(TASK ITEM): The answer must be a single number: the count of lines in the records below that contain the word "white".

BEGIN DATASET RECORDS

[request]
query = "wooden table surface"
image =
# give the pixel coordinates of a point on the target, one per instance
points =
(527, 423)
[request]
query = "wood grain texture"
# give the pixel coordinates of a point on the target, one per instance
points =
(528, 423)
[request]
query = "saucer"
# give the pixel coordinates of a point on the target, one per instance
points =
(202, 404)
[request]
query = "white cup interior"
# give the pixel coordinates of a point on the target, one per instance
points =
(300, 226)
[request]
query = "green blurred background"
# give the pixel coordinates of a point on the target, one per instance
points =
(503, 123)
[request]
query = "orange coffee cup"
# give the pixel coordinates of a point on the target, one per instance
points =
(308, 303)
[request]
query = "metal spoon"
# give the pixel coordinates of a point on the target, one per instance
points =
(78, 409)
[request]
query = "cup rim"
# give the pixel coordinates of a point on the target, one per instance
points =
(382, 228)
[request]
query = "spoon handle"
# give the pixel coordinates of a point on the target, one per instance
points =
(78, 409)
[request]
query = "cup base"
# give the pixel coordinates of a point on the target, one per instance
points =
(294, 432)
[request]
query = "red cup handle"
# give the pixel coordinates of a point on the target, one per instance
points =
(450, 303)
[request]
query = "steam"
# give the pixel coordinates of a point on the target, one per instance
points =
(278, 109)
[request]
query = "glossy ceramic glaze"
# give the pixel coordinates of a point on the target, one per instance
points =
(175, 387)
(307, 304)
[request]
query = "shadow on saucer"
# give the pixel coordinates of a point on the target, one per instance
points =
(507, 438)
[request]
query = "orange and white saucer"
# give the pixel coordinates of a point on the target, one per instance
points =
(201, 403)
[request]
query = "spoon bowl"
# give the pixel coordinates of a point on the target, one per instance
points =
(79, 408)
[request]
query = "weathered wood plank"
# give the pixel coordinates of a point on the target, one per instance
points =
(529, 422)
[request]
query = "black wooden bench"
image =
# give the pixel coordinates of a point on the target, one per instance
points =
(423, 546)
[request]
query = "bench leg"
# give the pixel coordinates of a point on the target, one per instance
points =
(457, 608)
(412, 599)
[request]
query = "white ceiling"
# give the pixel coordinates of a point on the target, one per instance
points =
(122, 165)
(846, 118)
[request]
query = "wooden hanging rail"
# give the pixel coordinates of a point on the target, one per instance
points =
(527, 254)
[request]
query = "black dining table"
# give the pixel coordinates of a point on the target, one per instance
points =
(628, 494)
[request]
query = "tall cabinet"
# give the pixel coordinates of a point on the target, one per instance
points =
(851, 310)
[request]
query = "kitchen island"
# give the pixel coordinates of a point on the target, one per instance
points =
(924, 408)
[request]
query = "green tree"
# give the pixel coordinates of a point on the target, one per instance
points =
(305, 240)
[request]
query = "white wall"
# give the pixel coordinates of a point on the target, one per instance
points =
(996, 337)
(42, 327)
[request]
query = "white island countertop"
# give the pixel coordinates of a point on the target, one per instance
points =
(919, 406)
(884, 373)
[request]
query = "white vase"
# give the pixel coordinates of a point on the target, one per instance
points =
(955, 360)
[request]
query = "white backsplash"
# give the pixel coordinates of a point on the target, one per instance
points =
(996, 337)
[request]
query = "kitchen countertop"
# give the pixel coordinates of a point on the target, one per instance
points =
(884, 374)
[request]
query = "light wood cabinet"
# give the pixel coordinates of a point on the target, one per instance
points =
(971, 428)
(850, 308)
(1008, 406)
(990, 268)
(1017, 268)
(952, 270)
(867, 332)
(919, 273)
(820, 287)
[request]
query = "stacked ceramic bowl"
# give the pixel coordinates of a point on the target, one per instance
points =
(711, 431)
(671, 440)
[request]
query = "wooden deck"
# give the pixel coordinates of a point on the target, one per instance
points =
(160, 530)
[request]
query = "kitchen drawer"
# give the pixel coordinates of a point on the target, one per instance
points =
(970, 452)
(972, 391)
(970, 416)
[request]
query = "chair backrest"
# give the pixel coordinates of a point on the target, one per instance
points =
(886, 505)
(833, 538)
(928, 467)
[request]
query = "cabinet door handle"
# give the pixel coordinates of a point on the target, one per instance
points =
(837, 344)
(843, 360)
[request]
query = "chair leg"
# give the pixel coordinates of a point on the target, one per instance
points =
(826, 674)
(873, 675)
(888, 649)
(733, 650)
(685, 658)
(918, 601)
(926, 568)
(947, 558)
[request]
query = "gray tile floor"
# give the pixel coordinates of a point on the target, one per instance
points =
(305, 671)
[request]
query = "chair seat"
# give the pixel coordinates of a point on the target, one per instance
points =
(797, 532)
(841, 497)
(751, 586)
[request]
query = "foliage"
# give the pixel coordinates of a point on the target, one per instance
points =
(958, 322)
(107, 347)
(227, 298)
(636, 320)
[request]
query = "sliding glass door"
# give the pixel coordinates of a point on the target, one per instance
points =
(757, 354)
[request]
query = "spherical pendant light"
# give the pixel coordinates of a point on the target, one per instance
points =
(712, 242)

END DATASET RECORDS

(WRITTEN SOLUTION): 7